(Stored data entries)
※ ※ ※
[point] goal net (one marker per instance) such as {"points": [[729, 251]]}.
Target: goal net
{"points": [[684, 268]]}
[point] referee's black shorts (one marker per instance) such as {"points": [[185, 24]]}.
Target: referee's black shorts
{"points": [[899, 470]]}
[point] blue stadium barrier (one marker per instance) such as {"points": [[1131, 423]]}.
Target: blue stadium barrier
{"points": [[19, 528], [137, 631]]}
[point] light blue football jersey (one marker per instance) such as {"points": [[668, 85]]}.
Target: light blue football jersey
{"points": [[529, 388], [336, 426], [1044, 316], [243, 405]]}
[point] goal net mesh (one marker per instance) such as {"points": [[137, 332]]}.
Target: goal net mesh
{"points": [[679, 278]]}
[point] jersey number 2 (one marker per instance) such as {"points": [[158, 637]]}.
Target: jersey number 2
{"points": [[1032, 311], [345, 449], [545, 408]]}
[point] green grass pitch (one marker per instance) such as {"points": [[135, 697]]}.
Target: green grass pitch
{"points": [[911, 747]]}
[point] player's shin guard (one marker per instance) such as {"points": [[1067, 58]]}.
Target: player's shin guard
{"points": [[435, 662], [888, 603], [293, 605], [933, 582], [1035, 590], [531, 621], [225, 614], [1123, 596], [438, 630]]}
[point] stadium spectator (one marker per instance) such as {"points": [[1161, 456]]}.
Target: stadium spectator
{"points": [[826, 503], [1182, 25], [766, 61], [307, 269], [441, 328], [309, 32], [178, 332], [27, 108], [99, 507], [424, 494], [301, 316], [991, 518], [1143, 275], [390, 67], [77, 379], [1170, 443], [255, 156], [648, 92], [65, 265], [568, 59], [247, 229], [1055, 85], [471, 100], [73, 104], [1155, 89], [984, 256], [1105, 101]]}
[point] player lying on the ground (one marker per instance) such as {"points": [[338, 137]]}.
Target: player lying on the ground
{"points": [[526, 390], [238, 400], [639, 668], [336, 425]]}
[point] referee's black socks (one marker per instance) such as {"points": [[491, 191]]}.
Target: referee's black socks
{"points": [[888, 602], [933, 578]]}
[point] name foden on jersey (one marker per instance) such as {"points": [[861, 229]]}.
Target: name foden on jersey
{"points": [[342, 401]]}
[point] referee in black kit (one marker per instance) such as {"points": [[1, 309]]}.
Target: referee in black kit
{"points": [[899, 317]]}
※ ※ ※
Nothing may be omitted. Restate all of the entries exactly.

**Answer to the problem**:
[point] goal net (one marker per instance) such as {"points": [[729, 251]]}.
Target: goal net
{"points": [[684, 268]]}
[point] referee's black shorts (one marker per instance) such as {"points": [[185, 24]]}.
Target: referee's black shorts
{"points": [[899, 470]]}
[point] blue stadium barrier (one marker per instance) such as {"points": [[1131, 423]]}.
Target: blue stadium barrier
{"points": [[19, 528], [137, 631]]}
[point] light blue football jersey (one marker per instance) such as {"points": [[668, 85]]}.
Target: light blue football jersey
{"points": [[529, 388], [336, 426], [1044, 316], [243, 405]]}
[point] goal net mesh (one marker per instance) such as {"points": [[137, 332]]}.
Target: goal net mesh
{"points": [[679, 278]]}
[point] jersey number 2 (one marker per instance) such as {"points": [[158, 637]]}.
Target: jersey number 2
{"points": [[1032, 311], [345, 449], [545, 408]]}
[point] green grass pitch (one marker per instance) such as {"points": [[135, 697]]}.
Target: green grass pitch
{"points": [[911, 747]]}
[point] player's shin guard (one marker per instance) such as {"points": [[1067, 58]]}.
Target: player's shin guard
{"points": [[435, 662], [888, 603], [293, 605], [933, 582], [1035, 590], [531, 621], [225, 614], [1123, 596], [438, 630]]}
[point] stadium spectator (one marker per instance) such as {"points": [[1161, 456]]}.
Target: stadium spectator
{"points": [[826, 503], [1182, 25], [766, 61], [307, 269], [441, 328], [309, 32], [178, 332], [27, 108], [99, 507], [424, 494], [301, 316], [991, 518], [1143, 275], [390, 67], [77, 379], [1170, 443], [255, 156], [648, 92], [65, 265], [568, 59], [247, 229], [1055, 85], [471, 100], [73, 104], [1155, 89], [984, 256], [1105, 101]]}
[point] player lying on the ground (one marker per instance) such as {"points": [[338, 137]]}.
Target: player lying on the ground
{"points": [[526, 390], [238, 400], [639, 668], [336, 425]]}
[point] referee's black socks (one marker per instance) such as {"points": [[491, 191]]}.
Target: referee's black socks
{"points": [[888, 602], [933, 578]]}
[point] name foden on jersey (one marker per instance) such as {"points": [[861, 229]]}.
Target: name foden on jersey
{"points": [[342, 401]]}
[point] referee in black kit (one marker per instance) such as {"points": [[1, 309]]}.
Target: referee in black kit
{"points": [[899, 317]]}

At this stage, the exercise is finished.